**WHAT YOU SHOULD DO:**
Please extract, word for word, the part of the Cochlear excerpt that opens with the words containing "Cochlear invests heavily" and closes with "company or country.".

**EXCERPT:**

++++

On the industrial relations front, Roberts is a critic of Federal Labor’s workplace laws and the AMWU, which represents Cochlear’s manufacturing workers. He believes both hinder productivity and disrupt value creation in a competitive manufacturing world. “Our strategy is to win the hearts and minds of employees which we have,” Roberts says. “The union is irrelevant – it really doesn’t have a role here.”
Strategy
In relatively simple terms, Roberts says Cochlear is working closely with clinicians around the world to develop technology that provides better implants for the hearing impaired. Those affected by hearing loss have a unique story.
“Hearing loss is an emotional journey,” Roberts says. “If you spend time with those affected, it’s hard not to have tears in your eyes. Our goal at Cochlear is to help people reach their full potential. If a recipient has normal speech, vocabulary and can understand speech, that’s a huge advantage.”
Cochlear invests heavily in research and development. It will spend about $120 million this year – almost 15% of revenue – because Roberts believes technology is a “turbo charger” of growth for a company or country.
He says that in the past few thousand years, the world’s prosperity has essentially evolved from two things: the ability of people to specialise (to do something well) and the ability to exchange specialist skills for mutual gain.
“I see science as knowledge and technology as the application of knowledge,” he says. “Often technology comes before the science because you can build things with trial and error. That’s a perfect example of Cochlear implants.
“A medical device company is about trying to understand the future of clinical practice.”
Roberts says implementing a successful strategy begins with a full appraisal of the company.
“You must understand where you are today,” he says. “A company like Cochlear is not typically a capital-intensive business, but a knowledge business. We don’t have huge amounts of capital stored up on the balance sheet.
“Then you must understand where you want to go and how to get there. Importantly, we keep assessing and refining the strategy, but we don’t head off in a completely different direction.
“For us, it’s an ongoing dialogue. Medical knowledge is perhaps doubling every two or three years, so we have to keep revalidating what we’re doing. That requires frequent conversations with key people around the world.”
But, then again, not everything in life goes to plan.
Product recall
They say what doesn’t kill you makes you stronger.
“I really do think you are defined not by the problems you have, but by how you react,” Roberts says.
He was reflecting on a most challenging time in his career when the company initiated a recall of its leading Nucleus CI500 implant series in September 2011 due to moisture infiltrating the device.
“Perfection is what we strive for, but perfection is extraordinarily difficult to obtain,” he says of the major malfunction.
While Roberts was dealing with the enormity of a problem that any recall poses, investors wasted no time in shredding Cochlear’s share price. To give some idea of the brutality, Cochlear’s price just prior to the recall closed at $72.18 on September 9, 2011. After the recall was announced to the market, it closed at $57.50 on September 12. By the time the news had sunk in, Cochlear closed at $45.77 on October 4. It was a far cry from a share price close to $83.60 on April 11, 2011.

++++

Saved entries:
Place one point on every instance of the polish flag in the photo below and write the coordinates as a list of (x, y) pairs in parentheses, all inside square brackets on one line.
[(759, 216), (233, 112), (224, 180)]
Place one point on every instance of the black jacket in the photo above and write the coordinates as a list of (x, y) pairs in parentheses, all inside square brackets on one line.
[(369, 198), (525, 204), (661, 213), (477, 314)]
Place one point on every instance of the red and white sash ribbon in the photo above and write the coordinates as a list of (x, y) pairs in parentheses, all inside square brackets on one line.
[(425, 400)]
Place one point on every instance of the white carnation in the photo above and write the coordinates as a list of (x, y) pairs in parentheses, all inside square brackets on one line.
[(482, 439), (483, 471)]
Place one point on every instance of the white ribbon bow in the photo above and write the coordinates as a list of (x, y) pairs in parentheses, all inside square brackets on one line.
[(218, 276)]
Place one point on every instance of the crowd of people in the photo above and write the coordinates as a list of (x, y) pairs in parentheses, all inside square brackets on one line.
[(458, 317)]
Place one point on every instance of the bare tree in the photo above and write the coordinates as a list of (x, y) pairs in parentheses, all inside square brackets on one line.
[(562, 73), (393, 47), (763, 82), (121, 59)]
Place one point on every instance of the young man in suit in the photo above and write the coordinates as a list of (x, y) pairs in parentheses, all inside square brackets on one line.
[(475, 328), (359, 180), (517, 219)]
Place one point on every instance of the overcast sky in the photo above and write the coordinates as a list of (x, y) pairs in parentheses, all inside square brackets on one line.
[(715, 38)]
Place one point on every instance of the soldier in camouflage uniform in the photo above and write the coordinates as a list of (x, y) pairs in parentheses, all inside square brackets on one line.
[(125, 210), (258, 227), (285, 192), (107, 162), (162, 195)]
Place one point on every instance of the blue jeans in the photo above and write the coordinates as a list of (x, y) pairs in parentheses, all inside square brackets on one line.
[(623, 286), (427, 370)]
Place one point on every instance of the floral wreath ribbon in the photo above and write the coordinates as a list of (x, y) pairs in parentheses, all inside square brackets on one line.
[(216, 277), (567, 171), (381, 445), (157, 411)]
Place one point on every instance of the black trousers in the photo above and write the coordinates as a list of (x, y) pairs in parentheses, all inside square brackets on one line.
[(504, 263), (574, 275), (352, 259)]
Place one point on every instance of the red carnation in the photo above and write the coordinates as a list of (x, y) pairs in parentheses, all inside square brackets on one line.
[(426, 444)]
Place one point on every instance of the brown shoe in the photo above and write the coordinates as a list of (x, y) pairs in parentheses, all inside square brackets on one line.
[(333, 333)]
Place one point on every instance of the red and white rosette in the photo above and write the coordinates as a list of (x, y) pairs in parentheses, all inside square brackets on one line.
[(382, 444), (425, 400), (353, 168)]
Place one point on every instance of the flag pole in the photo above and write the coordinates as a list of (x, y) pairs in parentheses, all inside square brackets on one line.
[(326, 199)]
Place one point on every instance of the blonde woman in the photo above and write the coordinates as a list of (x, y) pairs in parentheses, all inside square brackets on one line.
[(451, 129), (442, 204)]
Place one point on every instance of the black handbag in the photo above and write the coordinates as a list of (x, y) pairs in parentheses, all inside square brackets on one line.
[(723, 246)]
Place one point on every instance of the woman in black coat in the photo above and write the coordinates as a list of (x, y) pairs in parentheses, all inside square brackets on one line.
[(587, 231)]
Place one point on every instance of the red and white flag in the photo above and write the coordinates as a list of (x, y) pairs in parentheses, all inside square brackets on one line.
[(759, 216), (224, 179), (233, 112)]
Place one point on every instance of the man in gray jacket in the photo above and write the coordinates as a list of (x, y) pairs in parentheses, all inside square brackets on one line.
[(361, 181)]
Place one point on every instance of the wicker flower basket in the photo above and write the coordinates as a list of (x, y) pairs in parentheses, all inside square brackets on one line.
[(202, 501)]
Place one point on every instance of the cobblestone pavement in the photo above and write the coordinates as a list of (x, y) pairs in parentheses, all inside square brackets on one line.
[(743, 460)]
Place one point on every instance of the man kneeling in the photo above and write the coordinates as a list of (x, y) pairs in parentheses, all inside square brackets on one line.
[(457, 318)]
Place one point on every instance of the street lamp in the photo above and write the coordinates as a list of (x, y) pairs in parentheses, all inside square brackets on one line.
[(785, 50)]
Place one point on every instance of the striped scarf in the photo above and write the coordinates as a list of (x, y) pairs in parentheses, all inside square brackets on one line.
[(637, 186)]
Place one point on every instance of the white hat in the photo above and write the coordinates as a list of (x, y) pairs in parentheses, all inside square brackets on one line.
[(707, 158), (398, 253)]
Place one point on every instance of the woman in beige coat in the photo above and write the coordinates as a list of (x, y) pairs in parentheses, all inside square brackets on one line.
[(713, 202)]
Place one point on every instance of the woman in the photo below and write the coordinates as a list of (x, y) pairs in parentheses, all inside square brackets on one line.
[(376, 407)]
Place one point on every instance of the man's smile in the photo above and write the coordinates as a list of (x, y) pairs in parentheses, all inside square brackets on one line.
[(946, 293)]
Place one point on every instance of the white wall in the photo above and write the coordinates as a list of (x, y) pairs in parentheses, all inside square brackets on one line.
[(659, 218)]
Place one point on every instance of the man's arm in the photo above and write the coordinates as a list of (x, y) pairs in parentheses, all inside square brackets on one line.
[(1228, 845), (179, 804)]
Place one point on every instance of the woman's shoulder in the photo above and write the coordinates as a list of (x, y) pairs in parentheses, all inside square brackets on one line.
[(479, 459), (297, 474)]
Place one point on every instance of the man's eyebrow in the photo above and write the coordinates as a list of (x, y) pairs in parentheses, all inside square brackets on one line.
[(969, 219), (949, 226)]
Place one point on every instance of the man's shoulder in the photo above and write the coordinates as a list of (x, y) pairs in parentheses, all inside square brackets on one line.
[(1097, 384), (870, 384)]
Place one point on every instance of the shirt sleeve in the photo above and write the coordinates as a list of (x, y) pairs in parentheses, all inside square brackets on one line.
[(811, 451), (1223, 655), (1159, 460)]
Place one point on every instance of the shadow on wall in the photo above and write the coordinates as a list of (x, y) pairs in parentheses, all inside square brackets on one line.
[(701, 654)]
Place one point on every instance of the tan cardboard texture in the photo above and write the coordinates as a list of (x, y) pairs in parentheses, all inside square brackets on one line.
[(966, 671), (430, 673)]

++++

**RESULT OF THIS EXERCISE:**
Cochlear invests heavily in research and development. It will spend about $120 million this year – almost 15% of revenue – because Roberts believes technology is a “turbo charger” of growth for a company or country.